**DATASET RECORDS**
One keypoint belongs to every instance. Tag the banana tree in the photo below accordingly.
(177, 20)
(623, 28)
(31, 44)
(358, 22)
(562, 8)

**EXERCISE DETAILS**
Can you output the lines above as a Markdown table with the columns Row and Line, numbering each row and leaving out any blank lines?

**CORRECT RESULT**
| Row | Line |
|---|---|
| 1 | One keypoint belongs to every instance. Tag the banana tree in the photo below accordingly. |
| 2 | (177, 20) |
| 3 | (623, 28) |
| 4 | (31, 44) |
| 5 | (358, 22) |
| 6 | (562, 8) |